• **Selected text**
# # #

Clinician and Care Manager Perspectives on Addressing Chronic School Absenteeism in Primary Care Settings

Objectives

To characterize primary care clinician and care manager perceptions and practice regarding chronic absenteeism.

Methods

In this qualitative study, we developed a semistructured interview guide using the Consolidated Framework for Implementation Research. We conducted Zoom interviews (July to August 2023) with primary care clinicians and care managers affiliated with a child-focused alternative payment model serving Medicaid- and Children’s Health Insurance Program-enrolled children in a 5-county region of central North Carolina. Interviews were recorded, transcribed, and analyzed iteratively using a rapid qualitative analytic approach.

Results

We interviewed 12 participants including 6 clinicians and 6 care managers serving families across urban, rural, academic, and community settings. Key themes included a lack of systematic and universal approaches to discussing school attendance, limited infrastructure for school-health system collaboration resulting in caregiver burden, importance of family engagement, and leveraging unique spheres of influence for multidisciplinary collaboration.

# # #

• **Information supplied**
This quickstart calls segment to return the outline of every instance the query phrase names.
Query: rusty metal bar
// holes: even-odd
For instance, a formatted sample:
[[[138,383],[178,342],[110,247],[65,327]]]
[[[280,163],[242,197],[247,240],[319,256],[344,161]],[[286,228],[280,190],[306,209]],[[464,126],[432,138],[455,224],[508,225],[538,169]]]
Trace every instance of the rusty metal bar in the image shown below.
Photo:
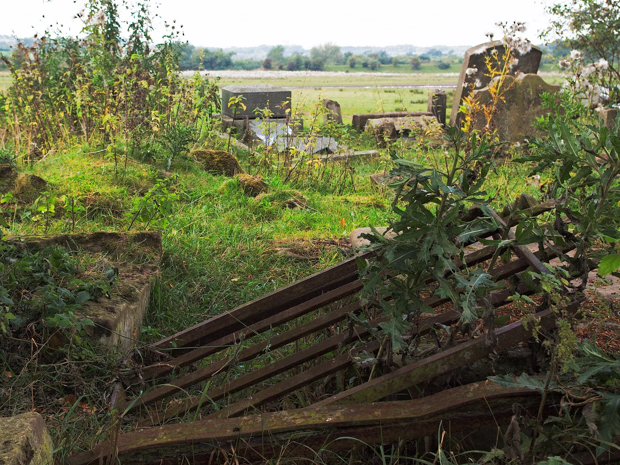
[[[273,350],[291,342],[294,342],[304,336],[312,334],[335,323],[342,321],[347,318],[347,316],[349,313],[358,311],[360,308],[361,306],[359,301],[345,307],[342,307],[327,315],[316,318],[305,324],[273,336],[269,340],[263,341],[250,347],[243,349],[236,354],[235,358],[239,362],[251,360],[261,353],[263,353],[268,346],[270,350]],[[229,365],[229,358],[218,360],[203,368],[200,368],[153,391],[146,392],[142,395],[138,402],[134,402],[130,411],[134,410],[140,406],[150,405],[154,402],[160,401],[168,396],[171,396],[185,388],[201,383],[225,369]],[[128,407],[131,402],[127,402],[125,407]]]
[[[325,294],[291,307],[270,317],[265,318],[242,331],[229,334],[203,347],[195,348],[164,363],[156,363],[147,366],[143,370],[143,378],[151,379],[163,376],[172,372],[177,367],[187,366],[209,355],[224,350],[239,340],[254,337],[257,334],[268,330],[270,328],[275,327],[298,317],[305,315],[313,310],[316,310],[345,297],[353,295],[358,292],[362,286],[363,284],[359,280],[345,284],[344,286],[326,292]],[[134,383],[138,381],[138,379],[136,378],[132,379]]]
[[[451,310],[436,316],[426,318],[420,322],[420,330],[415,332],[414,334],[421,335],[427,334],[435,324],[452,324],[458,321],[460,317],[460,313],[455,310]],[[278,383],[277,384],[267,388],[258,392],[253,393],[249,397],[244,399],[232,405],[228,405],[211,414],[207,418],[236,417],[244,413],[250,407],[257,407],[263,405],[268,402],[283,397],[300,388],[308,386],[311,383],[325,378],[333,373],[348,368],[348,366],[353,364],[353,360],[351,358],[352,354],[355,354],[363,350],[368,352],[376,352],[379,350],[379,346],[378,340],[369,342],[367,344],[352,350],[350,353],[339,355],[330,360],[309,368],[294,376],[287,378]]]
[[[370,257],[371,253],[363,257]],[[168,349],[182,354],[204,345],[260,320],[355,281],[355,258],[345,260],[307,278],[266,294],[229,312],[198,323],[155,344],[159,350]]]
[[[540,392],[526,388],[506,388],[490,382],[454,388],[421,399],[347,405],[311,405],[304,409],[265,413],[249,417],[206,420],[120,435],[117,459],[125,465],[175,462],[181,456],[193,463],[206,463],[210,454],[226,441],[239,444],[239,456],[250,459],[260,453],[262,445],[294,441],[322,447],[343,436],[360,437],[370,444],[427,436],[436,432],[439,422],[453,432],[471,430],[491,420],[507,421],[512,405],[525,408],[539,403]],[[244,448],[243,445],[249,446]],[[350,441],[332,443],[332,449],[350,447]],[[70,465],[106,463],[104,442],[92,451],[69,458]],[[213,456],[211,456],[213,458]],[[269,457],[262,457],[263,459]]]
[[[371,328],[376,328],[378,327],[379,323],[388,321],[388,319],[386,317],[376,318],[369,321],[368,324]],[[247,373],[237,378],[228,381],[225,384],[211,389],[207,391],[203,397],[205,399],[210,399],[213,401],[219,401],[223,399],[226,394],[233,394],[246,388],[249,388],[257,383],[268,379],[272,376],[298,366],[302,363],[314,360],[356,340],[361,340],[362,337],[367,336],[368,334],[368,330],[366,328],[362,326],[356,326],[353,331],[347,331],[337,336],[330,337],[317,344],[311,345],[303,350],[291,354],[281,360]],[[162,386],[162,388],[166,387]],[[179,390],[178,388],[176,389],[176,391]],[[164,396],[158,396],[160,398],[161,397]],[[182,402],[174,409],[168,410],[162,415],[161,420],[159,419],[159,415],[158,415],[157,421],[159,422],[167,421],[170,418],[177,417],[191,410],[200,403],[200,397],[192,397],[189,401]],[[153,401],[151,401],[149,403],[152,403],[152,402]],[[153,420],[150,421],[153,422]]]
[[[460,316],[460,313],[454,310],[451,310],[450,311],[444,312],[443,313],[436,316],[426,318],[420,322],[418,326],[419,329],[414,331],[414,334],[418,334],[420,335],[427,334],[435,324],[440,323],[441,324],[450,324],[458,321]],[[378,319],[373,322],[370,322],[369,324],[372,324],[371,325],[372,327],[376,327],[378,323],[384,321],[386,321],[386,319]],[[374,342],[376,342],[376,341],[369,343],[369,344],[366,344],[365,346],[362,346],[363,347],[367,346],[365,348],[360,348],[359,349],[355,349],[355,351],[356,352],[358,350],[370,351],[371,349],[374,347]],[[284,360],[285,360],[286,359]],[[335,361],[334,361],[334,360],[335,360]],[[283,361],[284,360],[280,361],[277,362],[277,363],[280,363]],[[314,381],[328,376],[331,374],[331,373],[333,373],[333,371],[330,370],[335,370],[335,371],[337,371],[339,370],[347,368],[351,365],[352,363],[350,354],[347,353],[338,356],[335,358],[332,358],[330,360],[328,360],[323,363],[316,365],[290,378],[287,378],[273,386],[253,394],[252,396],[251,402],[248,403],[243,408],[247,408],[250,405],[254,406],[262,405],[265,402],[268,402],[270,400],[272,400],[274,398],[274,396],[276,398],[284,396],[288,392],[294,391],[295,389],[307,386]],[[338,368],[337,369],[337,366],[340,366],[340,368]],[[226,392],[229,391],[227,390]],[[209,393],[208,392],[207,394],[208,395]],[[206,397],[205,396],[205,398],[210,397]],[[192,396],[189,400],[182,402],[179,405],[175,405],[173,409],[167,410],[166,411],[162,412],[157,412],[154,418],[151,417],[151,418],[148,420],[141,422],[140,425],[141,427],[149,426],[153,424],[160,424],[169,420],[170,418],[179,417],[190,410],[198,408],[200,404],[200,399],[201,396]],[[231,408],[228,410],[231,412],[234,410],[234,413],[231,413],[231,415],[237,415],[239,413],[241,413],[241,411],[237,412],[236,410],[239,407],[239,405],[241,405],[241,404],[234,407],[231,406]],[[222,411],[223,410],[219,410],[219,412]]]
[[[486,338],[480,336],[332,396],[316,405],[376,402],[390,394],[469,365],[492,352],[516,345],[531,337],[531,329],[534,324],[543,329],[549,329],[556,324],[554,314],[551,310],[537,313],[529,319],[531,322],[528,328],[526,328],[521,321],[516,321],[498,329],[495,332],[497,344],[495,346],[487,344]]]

# # #

• **Required work**
Pick up the abstract on primary care views of chronic school absenteeism after the last sentence of its Results section, and write what comes next.

• **Result of the exercise**
Conclusions

Clinicians and care managers support addressing chronic absenteeism but perceive provider, patient, and system-level barriers to identifying and addressing underlying needs. Perceived facilitators include leveraging strong relationships with families and multidisciplinary collaboration. Health system efforts to operationalize chronic absenteeism as a health metric and to coordinate services across health, education, and social sectors may improve long-term health and academic outcomes.